━━━━━ Sunulan alıntı

İngiliz filozof Thomas Hobbes'ın, "insan insanın kurdudur" sözünü duymayanımız yoktur herhalde.
Ünlü filozof, bu sözü söylerken iki haklı gerekçeye dayanabilir.
Bir; özgürlüklerin halka bırakılmasının tehlikeli olduğu ve bunun kaos meydana getirebileceği. Çünkü insan bencildir, sadece kendisinin ve yakınlarının menfaatlerini gözetme temayülündedir. 
İki; bir insana zararı yine kendisi verir. Yani insan, en çok zararı yine bir insandan görür. Atalarımız der ya "ağaca balta vurmuşlar, sapı bendendir demiş."
Kadim kültürümüzde bu tür tartışmalar olmazdı.

İslam toplumunda beşeri ilişkiler, güven üzerine oturur, kimse kimsenin dokunulmazlarına dokunmazdı, kutsalına küfretmezdi.
Hayat, din, akıl, mal ve nesil emniyeti söz konusu idi.

━━━━━━━━━━

**Tamamlanacak alıştırmalar:**
1: Alıntıdaki "Bir; özgürlüklerin halka bırakılmasının" diye başlayan paragrafı ana bilgileri koruyarak tek cümleyle daha kısa yazın.
2: Alıntıya göre İslam toplumunda beşeri ilişkiler neyin üzerine oturur?

━━━━━ Verilen kayıtlar

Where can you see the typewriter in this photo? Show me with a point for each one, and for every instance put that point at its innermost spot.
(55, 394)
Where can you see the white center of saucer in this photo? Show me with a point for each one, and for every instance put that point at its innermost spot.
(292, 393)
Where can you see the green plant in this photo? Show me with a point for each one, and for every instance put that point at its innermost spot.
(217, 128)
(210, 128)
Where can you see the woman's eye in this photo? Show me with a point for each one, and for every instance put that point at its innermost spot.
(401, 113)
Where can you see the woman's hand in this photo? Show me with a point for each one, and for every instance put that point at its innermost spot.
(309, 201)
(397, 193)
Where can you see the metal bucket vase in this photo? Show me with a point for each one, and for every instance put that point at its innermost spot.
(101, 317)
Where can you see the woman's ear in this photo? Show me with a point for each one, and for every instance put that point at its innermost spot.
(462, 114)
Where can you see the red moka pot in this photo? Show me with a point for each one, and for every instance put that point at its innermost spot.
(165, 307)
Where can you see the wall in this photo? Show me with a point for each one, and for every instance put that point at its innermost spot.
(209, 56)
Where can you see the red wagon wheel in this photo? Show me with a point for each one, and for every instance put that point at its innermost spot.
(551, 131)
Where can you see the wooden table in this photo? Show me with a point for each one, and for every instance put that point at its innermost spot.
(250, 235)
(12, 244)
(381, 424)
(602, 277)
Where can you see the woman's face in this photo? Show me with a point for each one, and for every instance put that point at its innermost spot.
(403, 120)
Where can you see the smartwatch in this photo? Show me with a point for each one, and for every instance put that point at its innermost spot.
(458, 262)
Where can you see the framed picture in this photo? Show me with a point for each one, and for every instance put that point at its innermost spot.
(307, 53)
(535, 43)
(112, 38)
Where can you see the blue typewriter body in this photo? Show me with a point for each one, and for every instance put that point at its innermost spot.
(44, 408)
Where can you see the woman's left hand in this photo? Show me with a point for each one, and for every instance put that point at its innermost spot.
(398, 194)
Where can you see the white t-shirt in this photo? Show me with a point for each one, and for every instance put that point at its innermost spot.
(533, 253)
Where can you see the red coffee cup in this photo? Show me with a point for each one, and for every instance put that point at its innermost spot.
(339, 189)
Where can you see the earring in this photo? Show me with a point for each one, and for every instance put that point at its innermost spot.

━━━━━━━━━━

**Alıştırma cevapları:**
1: Özgürlükleri halka bırakmak tehlikelidir ve kaosa yol açabilir, çünkü insan bencildir ve yalnızca kendisinin ve yakınlarının çıkarını gözetmeye eğilimlidir.

2: Güven üzerine oturur.